_Required work_: The expected answer is all of the entries, written out exactly.

_Dataset content_:
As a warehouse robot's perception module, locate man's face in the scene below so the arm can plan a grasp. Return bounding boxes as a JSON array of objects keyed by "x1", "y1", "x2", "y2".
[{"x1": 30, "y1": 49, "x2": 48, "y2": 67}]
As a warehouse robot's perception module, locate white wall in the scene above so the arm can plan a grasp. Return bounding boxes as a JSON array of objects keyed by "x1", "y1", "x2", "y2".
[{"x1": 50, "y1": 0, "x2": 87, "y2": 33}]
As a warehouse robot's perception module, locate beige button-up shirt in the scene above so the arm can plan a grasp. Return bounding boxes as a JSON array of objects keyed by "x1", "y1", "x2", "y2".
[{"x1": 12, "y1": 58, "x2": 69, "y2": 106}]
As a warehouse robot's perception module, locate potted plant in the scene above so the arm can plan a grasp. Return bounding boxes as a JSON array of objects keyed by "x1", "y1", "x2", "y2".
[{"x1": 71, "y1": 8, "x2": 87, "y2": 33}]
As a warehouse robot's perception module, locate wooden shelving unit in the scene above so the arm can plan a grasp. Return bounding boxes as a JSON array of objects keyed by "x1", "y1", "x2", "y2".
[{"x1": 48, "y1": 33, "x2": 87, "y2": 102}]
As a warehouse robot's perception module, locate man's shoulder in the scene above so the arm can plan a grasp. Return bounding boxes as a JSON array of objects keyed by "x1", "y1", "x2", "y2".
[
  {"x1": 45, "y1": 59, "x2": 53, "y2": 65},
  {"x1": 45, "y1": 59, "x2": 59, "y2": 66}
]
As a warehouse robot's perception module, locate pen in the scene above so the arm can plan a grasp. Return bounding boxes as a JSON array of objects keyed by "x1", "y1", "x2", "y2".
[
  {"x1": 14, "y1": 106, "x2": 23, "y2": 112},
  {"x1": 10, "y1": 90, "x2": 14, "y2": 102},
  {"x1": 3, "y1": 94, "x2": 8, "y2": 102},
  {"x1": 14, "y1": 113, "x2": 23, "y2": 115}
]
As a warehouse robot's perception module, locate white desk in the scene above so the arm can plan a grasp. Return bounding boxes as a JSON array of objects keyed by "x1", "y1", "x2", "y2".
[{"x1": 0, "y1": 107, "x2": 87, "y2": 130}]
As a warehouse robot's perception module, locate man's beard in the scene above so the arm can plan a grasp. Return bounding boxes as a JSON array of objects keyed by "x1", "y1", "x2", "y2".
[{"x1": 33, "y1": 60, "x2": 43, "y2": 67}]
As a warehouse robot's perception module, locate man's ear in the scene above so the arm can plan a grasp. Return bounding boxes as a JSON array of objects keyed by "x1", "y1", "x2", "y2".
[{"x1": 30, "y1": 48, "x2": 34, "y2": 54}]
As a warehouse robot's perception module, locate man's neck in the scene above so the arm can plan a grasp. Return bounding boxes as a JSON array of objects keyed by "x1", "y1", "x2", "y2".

_The answer_:
As a warehouse robot's perception module, locate man's face in the scene below so the arm can plan a grasp. Return bounding boxes as a JSON array of objects keyed by "x1", "y1", "x2", "y2".
[{"x1": 30, "y1": 49, "x2": 48, "y2": 67}]
As a warehouse robot's perception module, locate white wall in the scene above so the arm can plan a grasp. Return bounding boxes as a JSON array of objects keyed by "x1", "y1", "x2", "y2".
[{"x1": 50, "y1": 0, "x2": 87, "y2": 33}]
As a warehouse robot's perception module, locate beige button-up shirt in the scene above so the arm can plan a grasp. Return bounding boxes as a JSON array of objects keyed by "x1", "y1", "x2", "y2".
[{"x1": 12, "y1": 58, "x2": 69, "y2": 106}]
As a warehouse robot's perception module, locate potted plant in the scene above so the arm can plan a grasp. Return bounding boxes as a JSON array of objects keyed by "x1", "y1", "x2", "y2".
[{"x1": 71, "y1": 8, "x2": 87, "y2": 33}]
As a warehouse robot's perception module, locate wooden shelving unit in the scene above so the arm can plan a grasp. Return bounding boxes as a JSON array of objects keyed by "x1", "y1", "x2", "y2".
[{"x1": 48, "y1": 33, "x2": 87, "y2": 102}]
As a warehouse robot's perception module, locate man's shoulder in the scene above so the arm can plan a grasp. Return bounding boxes as a JSON array of objects keyed by "x1", "y1", "x2", "y2".
[
  {"x1": 45, "y1": 59, "x2": 53, "y2": 65},
  {"x1": 45, "y1": 59, "x2": 59, "y2": 66}
]
As a warehouse robot's perception module, locate pen in the scene above so the arm can plan a grasp. Return bounding boxes as a JSON array of objects keyed by "x1", "y1", "x2", "y2".
[
  {"x1": 14, "y1": 106, "x2": 23, "y2": 112},
  {"x1": 10, "y1": 90, "x2": 14, "y2": 102},
  {"x1": 3, "y1": 94, "x2": 8, "y2": 102},
  {"x1": 14, "y1": 113, "x2": 23, "y2": 115}
]
As a warehouse robot's perception module, locate white desk in the scene above so the arm can plan a grasp. Return bounding boxes as a JSON array of objects keyed by "x1", "y1", "x2", "y2".
[{"x1": 0, "y1": 107, "x2": 87, "y2": 130}]
As a warehouse robot's perception module, locate man's beard in the scene above so the arm can plan a grasp. Return bounding boxes as a JSON array of objects keyed by "x1", "y1", "x2", "y2".
[{"x1": 33, "y1": 60, "x2": 43, "y2": 67}]
As a warehouse robot's perception module, locate man's ear in the scene above so the arm can plan a grasp. Return bounding boxes as a JSON array of objects keyed by "x1", "y1", "x2", "y2".
[{"x1": 30, "y1": 48, "x2": 34, "y2": 54}]
As a warehouse robot's perception module, locate man's neck in the scene above so the arm can plan a grasp. Return bounding boxes as a JSON array of objects keyed by "x1", "y1", "x2", "y2".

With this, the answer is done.